▶ **Aim**: Each record below should be repeated precisely as written.
** Start of Records **
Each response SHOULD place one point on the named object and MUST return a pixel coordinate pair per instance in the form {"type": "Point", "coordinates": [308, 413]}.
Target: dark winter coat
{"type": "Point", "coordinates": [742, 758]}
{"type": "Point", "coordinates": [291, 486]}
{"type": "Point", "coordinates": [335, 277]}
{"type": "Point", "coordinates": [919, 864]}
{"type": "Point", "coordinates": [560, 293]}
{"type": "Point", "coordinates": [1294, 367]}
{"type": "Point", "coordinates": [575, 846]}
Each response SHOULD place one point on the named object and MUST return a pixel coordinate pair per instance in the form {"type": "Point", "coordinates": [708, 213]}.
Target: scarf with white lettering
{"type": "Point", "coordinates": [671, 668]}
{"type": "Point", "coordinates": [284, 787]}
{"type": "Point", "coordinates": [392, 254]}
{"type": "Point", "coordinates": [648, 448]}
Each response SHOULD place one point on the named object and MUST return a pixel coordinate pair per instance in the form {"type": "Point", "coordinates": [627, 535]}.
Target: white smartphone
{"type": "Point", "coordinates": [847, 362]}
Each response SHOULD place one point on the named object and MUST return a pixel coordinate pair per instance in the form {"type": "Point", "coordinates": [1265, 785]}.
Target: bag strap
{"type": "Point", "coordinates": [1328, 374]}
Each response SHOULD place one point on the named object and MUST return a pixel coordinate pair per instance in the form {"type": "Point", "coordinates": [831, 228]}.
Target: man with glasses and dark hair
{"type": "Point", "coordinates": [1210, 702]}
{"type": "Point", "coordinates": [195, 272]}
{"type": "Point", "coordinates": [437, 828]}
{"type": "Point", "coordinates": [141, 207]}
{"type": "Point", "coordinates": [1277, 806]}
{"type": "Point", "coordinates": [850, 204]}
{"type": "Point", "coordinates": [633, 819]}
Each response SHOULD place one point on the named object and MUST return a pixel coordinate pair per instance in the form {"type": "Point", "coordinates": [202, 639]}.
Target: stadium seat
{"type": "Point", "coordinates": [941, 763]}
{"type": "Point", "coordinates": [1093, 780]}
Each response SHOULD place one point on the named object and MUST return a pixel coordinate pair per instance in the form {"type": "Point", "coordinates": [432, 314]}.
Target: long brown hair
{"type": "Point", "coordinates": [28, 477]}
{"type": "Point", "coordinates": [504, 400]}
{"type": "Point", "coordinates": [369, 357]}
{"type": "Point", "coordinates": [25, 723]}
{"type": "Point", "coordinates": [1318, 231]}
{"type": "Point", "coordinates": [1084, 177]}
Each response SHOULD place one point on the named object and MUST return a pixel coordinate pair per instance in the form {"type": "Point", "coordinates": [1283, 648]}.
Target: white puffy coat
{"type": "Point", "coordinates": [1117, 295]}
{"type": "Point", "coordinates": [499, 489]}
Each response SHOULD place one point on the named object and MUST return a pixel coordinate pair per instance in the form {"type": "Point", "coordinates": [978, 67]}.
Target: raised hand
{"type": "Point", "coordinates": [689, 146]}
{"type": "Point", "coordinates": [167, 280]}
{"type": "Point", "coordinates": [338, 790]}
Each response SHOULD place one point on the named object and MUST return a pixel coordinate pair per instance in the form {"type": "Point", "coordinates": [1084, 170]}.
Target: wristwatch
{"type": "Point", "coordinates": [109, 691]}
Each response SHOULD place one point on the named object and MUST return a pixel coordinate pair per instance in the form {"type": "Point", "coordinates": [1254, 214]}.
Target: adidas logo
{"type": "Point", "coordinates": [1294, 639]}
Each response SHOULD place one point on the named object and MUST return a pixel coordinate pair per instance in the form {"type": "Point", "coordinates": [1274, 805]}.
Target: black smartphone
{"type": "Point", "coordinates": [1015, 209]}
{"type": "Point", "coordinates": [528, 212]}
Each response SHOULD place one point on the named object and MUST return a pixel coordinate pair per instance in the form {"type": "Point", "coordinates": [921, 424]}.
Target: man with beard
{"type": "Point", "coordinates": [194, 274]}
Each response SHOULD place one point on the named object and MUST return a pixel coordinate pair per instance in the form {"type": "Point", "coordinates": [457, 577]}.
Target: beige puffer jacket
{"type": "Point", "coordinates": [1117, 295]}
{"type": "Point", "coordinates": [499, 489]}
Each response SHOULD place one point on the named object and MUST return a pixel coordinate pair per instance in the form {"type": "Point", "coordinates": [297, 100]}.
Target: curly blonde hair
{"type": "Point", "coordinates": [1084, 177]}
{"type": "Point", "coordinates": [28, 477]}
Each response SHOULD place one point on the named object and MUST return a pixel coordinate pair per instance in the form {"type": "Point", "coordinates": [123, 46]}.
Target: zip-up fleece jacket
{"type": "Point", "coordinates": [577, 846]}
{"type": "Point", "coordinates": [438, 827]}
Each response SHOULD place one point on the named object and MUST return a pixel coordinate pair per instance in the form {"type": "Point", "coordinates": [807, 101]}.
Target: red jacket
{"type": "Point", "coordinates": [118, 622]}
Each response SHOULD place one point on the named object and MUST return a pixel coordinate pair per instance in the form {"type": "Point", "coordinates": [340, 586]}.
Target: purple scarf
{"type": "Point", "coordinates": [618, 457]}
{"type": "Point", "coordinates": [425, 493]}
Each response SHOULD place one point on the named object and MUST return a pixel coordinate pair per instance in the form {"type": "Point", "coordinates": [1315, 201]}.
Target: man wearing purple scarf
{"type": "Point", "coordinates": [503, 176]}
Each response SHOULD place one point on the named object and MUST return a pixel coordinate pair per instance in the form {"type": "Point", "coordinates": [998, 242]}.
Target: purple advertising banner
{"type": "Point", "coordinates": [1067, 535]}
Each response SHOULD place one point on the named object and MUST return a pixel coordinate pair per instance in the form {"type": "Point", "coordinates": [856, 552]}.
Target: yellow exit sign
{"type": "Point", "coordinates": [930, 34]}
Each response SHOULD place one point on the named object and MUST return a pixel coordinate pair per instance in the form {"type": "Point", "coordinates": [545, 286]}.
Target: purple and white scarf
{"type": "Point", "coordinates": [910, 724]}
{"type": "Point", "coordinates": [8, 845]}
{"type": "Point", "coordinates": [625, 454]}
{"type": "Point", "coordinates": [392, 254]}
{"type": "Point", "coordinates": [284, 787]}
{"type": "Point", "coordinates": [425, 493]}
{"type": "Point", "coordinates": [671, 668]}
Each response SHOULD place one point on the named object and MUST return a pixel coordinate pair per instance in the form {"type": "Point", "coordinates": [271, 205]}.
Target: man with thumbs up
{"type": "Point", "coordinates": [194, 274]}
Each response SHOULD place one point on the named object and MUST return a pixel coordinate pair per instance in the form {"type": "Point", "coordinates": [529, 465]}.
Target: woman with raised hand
** End of Records **
▶ **Complete response**:
Each response SHOULD place one point on the named object and MUST return a pixel coordinate pair per instance in the form {"type": "Point", "coordinates": [308, 413]}.
Target: dark winter coat
{"type": "Point", "coordinates": [742, 758]}
{"type": "Point", "coordinates": [291, 486]}
{"type": "Point", "coordinates": [335, 277]}
{"type": "Point", "coordinates": [919, 864]}
{"type": "Point", "coordinates": [560, 293]}
{"type": "Point", "coordinates": [1294, 367]}
{"type": "Point", "coordinates": [575, 846]}
Each response SHOULD place one point on the named object and MUST return a pixel coordinate pair per instance in the form {"type": "Point", "coordinates": [708, 213]}.
Target: scarf with white lettering
{"type": "Point", "coordinates": [671, 668]}
{"type": "Point", "coordinates": [284, 787]}
{"type": "Point", "coordinates": [392, 254]}
{"type": "Point", "coordinates": [648, 448]}
Each response SHOULD place one point on the named object and MUST return a pixel coordinate pair per instance in the form {"type": "Point", "coordinates": [627, 535]}.
Target: white smartphone
{"type": "Point", "coordinates": [847, 362]}
Each response SHOULD place one point on the named object and MUST return a pixel coordinate pair per instance in the form {"type": "Point", "coordinates": [1265, 785]}.
Target: bag strap
{"type": "Point", "coordinates": [1328, 374]}
Each response SHOULD place one point on the named object and MUST return a pixel coordinate pair per instance in the form {"type": "Point", "coordinates": [831, 228]}.
Target: man with glasses and dark hair
{"type": "Point", "coordinates": [1210, 702]}
{"type": "Point", "coordinates": [195, 272]}
{"type": "Point", "coordinates": [437, 828]}
{"type": "Point", "coordinates": [141, 207]}
{"type": "Point", "coordinates": [1277, 806]}
{"type": "Point", "coordinates": [850, 204]}
{"type": "Point", "coordinates": [633, 819]}
Each response SHOULD place one point on the named object and MUST return a pixel coordinate pair per instance in the form {"type": "Point", "coordinates": [202, 639]}.
Target: stadium seat
{"type": "Point", "coordinates": [941, 763]}
{"type": "Point", "coordinates": [1093, 780]}
Each response SHOULD place one point on the named object and MUST return a pixel coordinate pair per instance in the form {"type": "Point", "coordinates": [432, 314]}.
Target: long brown hair
{"type": "Point", "coordinates": [28, 477]}
{"type": "Point", "coordinates": [504, 400]}
{"type": "Point", "coordinates": [369, 357]}
{"type": "Point", "coordinates": [25, 723]}
{"type": "Point", "coordinates": [1318, 231]}
{"type": "Point", "coordinates": [1084, 177]}
Each response SHOULD place one point on the named object and MUST return a pixel coordinate pair per instance in the form {"type": "Point", "coordinates": [1283, 648]}.
Target: white puffy coat
{"type": "Point", "coordinates": [1117, 295]}
{"type": "Point", "coordinates": [499, 489]}
Each response SHOULD place one point on the named object and MUST return a pixel coordinate pair per instance in the form {"type": "Point", "coordinates": [978, 67]}.
Target: raised hand
{"type": "Point", "coordinates": [689, 146]}
{"type": "Point", "coordinates": [167, 280]}
{"type": "Point", "coordinates": [338, 790]}
Each response SHOULD place one point on the named object and MUST return a pixel coordinate pair per instance in the form {"type": "Point", "coordinates": [1084, 170]}.
Target: wristwatch
{"type": "Point", "coordinates": [109, 691]}
Each response SHOULD place one point on the named object and MUST return a pixel coordinate pair per instance in the form {"type": "Point", "coordinates": [1254, 214]}.
Target: adidas logo
{"type": "Point", "coordinates": [1294, 639]}
Each response SHOULD place one point on the named object and MUST return a pixel coordinate pair per instance in the form {"type": "Point", "coordinates": [1274, 805]}.
Target: black smartphone
{"type": "Point", "coordinates": [1015, 209]}
{"type": "Point", "coordinates": [528, 212]}
Each response SHOULD place one point on the named object and MUST return a pixel coordinate pair per instance in the form {"type": "Point", "coordinates": [921, 424]}.
Target: man with beard
{"type": "Point", "coordinates": [194, 274]}
Each response SHOULD place one point on the named object and MUST return a pixel coordinate pair per instance in the form {"type": "Point", "coordinates": [457, 577]}.
Target: beige puffer jacket
{"type": "Point", "coordinates": [1117, 295]}
{"type": "Point", "coordinates": [499, 489]}
Each response SHOULD place one point on the named object and MUST return a pixel coordinate pair per instance in the form {"type": "Point", "coordinates": [297, 100]}.
Target: curly blonde hair
{"type": "Point", "coordinates": [1084, 177]}
{"type": "Point", "coordinates": [28, 477]}
Each response SHOULD place one point on the named object and MUST return a pixel coordinate pair per instance in the form {"type": "Point", "coordinates": [123, 46]}.
Target: zip-up fleece jacket
{"type": "Point", "coordinates": [577, 846]}
{"type": "Point", "coordinates": [438, 827]}
Each response SHOULD place one point on the named object and MUST return a pixel coordinate pair per instance in the form {"type": "Point", "coordinates": [807, 101]}.
Target: red jacket
{"type": "Point", "coordinates": [118, 622]}
Each response SHOULD place one point on the named object and MUST return a pixel coordinate pair per instance in the form {"type": "Point", "coordinates": [340, 586]}.
Target: purple scarf
{"type": "Point", "coordinates": [618, 457]}
{"type": "Point", "coordinates": [425, 493]}
Each response SHOULD place one point on the named object and MUST return a pixel coordinate pair per instance in the form {"type": "Point", "coordinates": [1315, 201]}.
Target: man wearing purple scarf
{"type": "Point", "coordinates": [503, 176]}
Each response SHOULD place one point on the named object and MUST return a pixel coordinate pair per instance in the form {"type": "Point", "coordinates": [998, 242]}.
Target: purple advertising banner
{"type": "Point", "coordinates": [1067, 535]}
Each response SHOULD place one point on the named object and MUST return a pixel coordinate pair per instance in the form {"type": "Point", "coordinates": [856, 552]}.
Target: yellow exit sign
{"type": "Point", "coordinates": [930, 34]}
Each response SHOULD place one point on the named object and MUST return a pixel coordinate pair per instance in the form {"type": "Point", "coordinates": [545, 286]}.
Target: purple and white scarf
{"type": "Point", "coordinates": [910, 724]}
{"type": "Point", "coordinates": [8, 845]}
{"type": "Point", "coordinates": [625, 454]}
{"type": "Point", "coordinates": [392, 254]}
{"type": "Point", "coordinates": [284, 787]}
{"type": "Point", "coordinates": [425, 493]}
{"type": "Point", "coordinates": [671, 668]}
Each response SHOULD place one point on the named object and MUST return a pixel coordinate pair per instance in the form {"type": "Point", "coordinates": [271, 205]}.
Target: man with thumbs up
{"type": "Point", "coordinates": [194, 274]}
Each response SHOULD place one point on the named object and MUST return a pixel coordinate pair per instance in the form {"type": "Point", "coordinates": [529, 465]}.
Target: woman with raised hand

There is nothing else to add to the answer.